◆ **Text section**:
After testing, I think most pro reviews have gone out of their way to the 7D's 19 point AF is as good as you can get - at ANY price point...

I know i've missed very few shots because of AF misses on my 7D.

adamglick.net/Photography - Austin, TX


----------



## cfusionpm

emh said:


> Don't be silly -- you can't compare pictures taken by different people under different circumstances and draw any conclusions. The DxO Mark is a far more reliable measure than some random pictures from the web taken by random people.
> 
> And the side-by-side comparison pics you posted are from a review the author essentially admitted was done with different levels of noise reduction.


I would absolutely love to test both of them myself (and maybe when I get a 7D, I'll rent some Nikons and do just that).

Ideally, I would like to see shots taken at the same time, same conditions with the 70-200 2.8 IS II on the Canon and 70-200 2.8 VRII for the Nikon (or some other set of comperable, high-end lenses). It would eliminate pretty much all outside variables and provide a real world set of visual examples. DxO mark does not take into account resolution or lenses in any way, which (in addition to post production) are HUGE factors in creating an image. The site really only exists for e-peen waiving, IMO. But maybe if you take pictures without a lens, your eye can see 1/10 of a stop difference in dynamic range, and resolution doesn't matter, then DxO Mark would be your place to be. :thumbup:

Unfortinately, there seems to be no such comprehensive mass database of image comparisons, and my personal budget doesnt warrent me to undertake such a project myself. Cameralabs has some good sets though.

◆ **The tasks**:
1. Print the stretch of the 7D forum thread from "## cfusionpm" through "of noise reduction.", word for word.
2. In the 7D forum thread, what two things are said to go unaccounted for by DxO Mark?
3. Please carry the 7D forum thread on past its final sentence.

◆ **Stored rows**:
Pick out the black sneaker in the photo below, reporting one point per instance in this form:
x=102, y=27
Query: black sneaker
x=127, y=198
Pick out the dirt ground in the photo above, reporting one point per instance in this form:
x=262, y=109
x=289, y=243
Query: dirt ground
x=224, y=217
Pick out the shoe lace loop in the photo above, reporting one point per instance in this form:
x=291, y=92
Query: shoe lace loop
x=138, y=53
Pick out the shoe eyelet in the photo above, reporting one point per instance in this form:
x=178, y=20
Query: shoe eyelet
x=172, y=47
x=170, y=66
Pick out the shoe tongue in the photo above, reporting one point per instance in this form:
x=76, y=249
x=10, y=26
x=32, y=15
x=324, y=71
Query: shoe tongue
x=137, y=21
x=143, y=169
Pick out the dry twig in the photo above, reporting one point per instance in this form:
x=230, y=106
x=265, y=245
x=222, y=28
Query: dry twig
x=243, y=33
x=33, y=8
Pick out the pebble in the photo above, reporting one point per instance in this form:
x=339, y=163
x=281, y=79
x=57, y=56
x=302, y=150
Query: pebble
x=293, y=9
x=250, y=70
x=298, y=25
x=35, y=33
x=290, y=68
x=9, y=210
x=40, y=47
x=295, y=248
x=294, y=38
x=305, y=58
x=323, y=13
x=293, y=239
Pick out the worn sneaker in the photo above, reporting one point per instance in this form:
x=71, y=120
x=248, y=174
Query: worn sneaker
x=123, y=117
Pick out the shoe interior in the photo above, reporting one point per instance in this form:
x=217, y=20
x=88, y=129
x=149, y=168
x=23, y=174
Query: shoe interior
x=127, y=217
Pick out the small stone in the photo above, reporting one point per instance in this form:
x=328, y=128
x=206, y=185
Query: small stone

◆ **Answers to the exercises**:
1.
## cfusionpm

emh said:


> Don't be silly -- you can't compare pictures taken by different people under different circumstances and draw any conclusions. The DxO Mark is a far more reliable measure than some random pictures from the web taken by random people.
> 
> And the side-by-side comparison pics you posted are from a review the author essentially admitted was done with different levels of noise reduction.

2. Resolution and lenses.

3.
----------



## Derrel

cfusionpm>SNIP>The site really only exists for e-peen waiving said:
			
		

> That's quite a funny misuse of the wrong word. "Waving", not waiving is the word you were looking for...:thumbup:


----------



## cfusionpm

So silly typo aside, you don't disagree with the intended meaning?


----------



## bigtwinky

My Canon D7 can be set to stun or kill, all at the flip of a switch.
It will allow me to rule the world


----------



## emh

cfusionpm said:


> emh said:
> 
> 
> 
> Don't be silly -- you can't compare pictures taken by different people under different circumstances and draw any conclusions. The DxO Mark is a far more reliable measure than some random pictures from the web taken by random people.
> 
> And the side-by-side comparison pics you posted are from a review the author essentially admitted was done with different levels of noise reduction.
> 
> 
> 
> I would absolutely love to test both of them myself (and maybe when I get a 7D, I'll rent some Nikons and do just that).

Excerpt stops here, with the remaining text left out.